*Problem statement*: Copy out every line of the items below without changing anything.

*Exercise inputs*:
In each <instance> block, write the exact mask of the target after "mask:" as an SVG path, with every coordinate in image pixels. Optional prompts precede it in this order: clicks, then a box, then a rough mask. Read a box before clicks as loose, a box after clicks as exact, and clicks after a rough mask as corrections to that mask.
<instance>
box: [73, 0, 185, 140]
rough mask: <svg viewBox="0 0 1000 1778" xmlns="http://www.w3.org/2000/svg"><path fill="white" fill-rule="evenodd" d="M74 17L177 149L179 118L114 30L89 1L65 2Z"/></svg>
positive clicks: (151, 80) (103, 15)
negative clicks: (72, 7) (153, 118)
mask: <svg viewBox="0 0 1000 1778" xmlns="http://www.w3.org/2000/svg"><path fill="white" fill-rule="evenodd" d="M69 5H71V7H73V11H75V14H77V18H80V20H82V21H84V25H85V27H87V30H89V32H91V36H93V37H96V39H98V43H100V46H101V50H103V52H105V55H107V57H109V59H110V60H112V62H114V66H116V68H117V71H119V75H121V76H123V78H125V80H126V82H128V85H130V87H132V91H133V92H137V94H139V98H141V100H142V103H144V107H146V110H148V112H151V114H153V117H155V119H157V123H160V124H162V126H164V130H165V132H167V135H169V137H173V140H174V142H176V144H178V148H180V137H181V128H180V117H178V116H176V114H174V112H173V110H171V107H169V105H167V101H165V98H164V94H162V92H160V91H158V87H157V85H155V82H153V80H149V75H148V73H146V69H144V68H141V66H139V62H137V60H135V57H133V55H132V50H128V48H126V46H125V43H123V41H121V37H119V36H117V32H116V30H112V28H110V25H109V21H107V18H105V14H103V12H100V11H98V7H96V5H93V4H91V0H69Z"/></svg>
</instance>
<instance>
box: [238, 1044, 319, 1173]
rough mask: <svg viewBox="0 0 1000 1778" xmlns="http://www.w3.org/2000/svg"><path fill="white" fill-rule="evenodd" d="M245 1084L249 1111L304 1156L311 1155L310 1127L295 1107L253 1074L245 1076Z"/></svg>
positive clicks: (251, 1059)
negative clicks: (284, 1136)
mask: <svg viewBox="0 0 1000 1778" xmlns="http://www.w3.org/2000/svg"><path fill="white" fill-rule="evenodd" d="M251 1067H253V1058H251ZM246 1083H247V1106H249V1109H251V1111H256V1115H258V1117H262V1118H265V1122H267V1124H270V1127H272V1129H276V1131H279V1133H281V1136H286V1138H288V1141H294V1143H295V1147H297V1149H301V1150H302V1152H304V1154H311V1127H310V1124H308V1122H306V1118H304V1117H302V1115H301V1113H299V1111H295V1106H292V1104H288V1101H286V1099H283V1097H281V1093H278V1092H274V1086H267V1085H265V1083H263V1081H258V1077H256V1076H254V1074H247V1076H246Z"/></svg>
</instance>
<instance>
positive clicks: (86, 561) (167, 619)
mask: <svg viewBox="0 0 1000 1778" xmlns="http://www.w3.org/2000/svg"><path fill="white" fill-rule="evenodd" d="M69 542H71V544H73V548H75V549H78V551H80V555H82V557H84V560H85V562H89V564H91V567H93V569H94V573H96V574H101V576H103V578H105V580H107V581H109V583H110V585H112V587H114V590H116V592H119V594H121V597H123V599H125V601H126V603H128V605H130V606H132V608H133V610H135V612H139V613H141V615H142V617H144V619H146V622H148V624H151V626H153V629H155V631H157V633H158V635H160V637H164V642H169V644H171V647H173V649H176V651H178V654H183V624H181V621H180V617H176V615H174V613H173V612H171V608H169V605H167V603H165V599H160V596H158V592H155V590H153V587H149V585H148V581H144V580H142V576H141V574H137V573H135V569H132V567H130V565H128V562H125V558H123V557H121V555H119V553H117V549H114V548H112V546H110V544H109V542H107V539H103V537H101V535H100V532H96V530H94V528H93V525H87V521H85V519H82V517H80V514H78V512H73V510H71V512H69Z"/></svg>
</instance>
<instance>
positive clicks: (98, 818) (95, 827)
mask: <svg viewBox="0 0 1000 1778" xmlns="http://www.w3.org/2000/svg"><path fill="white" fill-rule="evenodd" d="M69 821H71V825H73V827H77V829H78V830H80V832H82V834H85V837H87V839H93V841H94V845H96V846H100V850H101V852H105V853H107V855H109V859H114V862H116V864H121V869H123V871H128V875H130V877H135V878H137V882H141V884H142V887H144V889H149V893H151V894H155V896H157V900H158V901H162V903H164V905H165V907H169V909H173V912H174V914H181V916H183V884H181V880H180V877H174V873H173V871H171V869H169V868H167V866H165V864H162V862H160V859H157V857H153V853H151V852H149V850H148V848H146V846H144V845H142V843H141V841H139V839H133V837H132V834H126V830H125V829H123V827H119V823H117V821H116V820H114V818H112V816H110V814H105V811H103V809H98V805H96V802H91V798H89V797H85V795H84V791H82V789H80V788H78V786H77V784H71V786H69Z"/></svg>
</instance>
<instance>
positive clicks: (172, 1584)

*Answer section*:
In each <instance> block, write the exact mask of the target after "mask:" as an SVG path, with every coordinate in image pixels. Optional prompts precede it in this order: clicks, then a box, then a rough mask. Read a box before clicks as loose, a box after clicks as exact, and clicks after a rough mask as corrections to that mask.
<instance>
box: [73, 0, 185, 140]
rough mask: <svg viewBox="0 0 1000 1778" xmlns="http://www.w3.org/2000/svg"><path fill="white" fill-rule="evenodd" d="M74 17L177 149L179 118L114 30L89 1L65 2Z"/></svg>
positive clicks: (151, 80) (103, 15)
negative clicks: (72, 7) (153, 118)
mask: <svg viewBox="0 0 1000 1778" xmlns="http://www.w3.org/2000/svg"><path fill="white" fill-rule="evenodd" d="M69 5H71V7H73V11H75V14H77V18H80V20H82V21H84V25H85V27H87V30H89V32H91V36H93V37H96V39H98V43H100V46H101V50H103V52H105V55H107V57H109V59H110V60H112V62H114V66H116V68H117V71H119V75H121V76H123V78H125V80H126V82H128V85H130V87H132V91H133V92H137V94H139V98H141V100H142V103H144V107H146V110H148V112H151V114H153V117H155V119H157V123H160V124H162V126H164V130H165V132H167V135H169V137H173V140H174V142H176V144H178V148H180V137H181V128H180V117H178V116H176V114H174V112H173V110H171V107H169V105H167V101H165V98H164V94H162V92H160V91H158V87H157V85H155V82H153V80H149V75H148V73H146V69H144V68H141V66H139V62H137V60H135V57H133V55H132V50H128V48H126V46H125V43H123V41H121V37H119V36H117V32H116V30H112V28H110V25H109V21H107V18H105V14H103V12H100V11H98V7H96V5H93V4H91V0H69Z"/></svg>
</instance>
<instance>
box: [238, 1044, 319, 1173]
rough mask: <svg viewBox="0 0 1000 1778" xmlns="http://www.w3.org/2000/svg"><path fill="white" fill-rule="evenodd" d="M245 1084L249 1111L304 1156L311 1155L310 1127L295 1107L253 1074L245 1076Z"/></svg>
positive clicks: (251, 1059)
negative clicks: (284, 1136)
mask: <svg viewBox="0 0 1000 1778" xmlns="http://www.w3.org/2000/svg"><path fill="white" fill-rule="evenodd" d="M251 1067H253V1058H251ZM246 1083H247V1106H249V1109H251V1111H256V1115H258V1117H262V1118H265V1122H267V1124H270V1127H272V1129H276V1131H279V1133H281V1136H286V1138H288V1141H294V1143H295V1147H297V1149H301V1150H302V1152H304V1154H311V1127H310V1124H308V1122H306V1118H304V1117H302V1115H301V1113H299V1111H295V1106H292V1104H288V1101H286V1099H283V1097H281V1093H278V1092H274V1086H267V1085H265V1083H263V1081H258V1077H256V1076H254V1074H247V1076H246Z"/></svg>
</instance>
<instance>
positive clicks: (86, 561) (167, 619)
mask: <svg viewBox="0 0 1000 1778" xmlns="http://www.w3.org/2000/svg"><path fill="white" fill-rule="evenodd" d="M69 542H71V544H73V548H75V549H78V551H80V555H82V557H84V560H85V562H89V564H91V567H93V569H94V573H96V574H101V576H103V578H105V580H107V581H109V583H110V585H112V587H114V590H116V592H119V594H121V597H123V599H125V601H126V603H128V605H130V606H132V608H133V610H135V612H139V613H141V615H142V617H144V619H146V622H148V624H151V626H153V629H155V631H157V633H158V635H160V637H164V642H169V644H171V647H173V649H176V651H178V654H183V624H181V621H180V617H176V615H174V613H173V612H171V608H169V605H167V603H165V599H160V596H158V592H155V590H153V587H149V585H148V581H144V580H142V576H141V574H137V573H135V569H132V567H130V565H128V562H125V558H123V557H121V555H119V553H117V549H114V548H112V546H110V544H109V542H107V539H103V537H101V535H100V532H96V530H94V528H93V525H87V521H85V519H82V517H80V514H78V512H73V510H71V512H69Z"/></svg>
</instance>
<instance>
positive clicks: (98, 818) (95, 827)
mask: <svg viewBox="0 0 1000 1778" xmlns="http://www.w3.org/2000/svg"><path fill="white" fill-rule="evenodd" d="M69 821H71V825H73V827H77V829H78V830H80V832H82V834H85V837H87V839H93V841H94V845H96V846H100V850H101V852H105V853H107V855H109V859H114V862H116V864H121V869H123V871H128V875H130V877H135V878H137V882H141V884H142V887H144V889H149V893H151V894H155V896H157V900H158V901H162V903H164V905H165V907H169V909H173V912H174V914H181V916H183V884H181V880H180V877H174V873H173V871H171V869H169V868H167V866H165V864H162V862H160V859H157V857H153V853H151V852H149V850H148V848H146V846H144V845H142V843H141V841H139V839H133V837H132V834H126V830H125V829H123V827H119V823H117V821H116V820H114V818H112V816H110V814H105V811H103V809H98V805H96V802H91V798H89V797H85V795H84V791H82V789H80V788H78V786H77V784H71V786H69Z"/></svg>
</instance>
<instance>
positive clicks: (172, 1584)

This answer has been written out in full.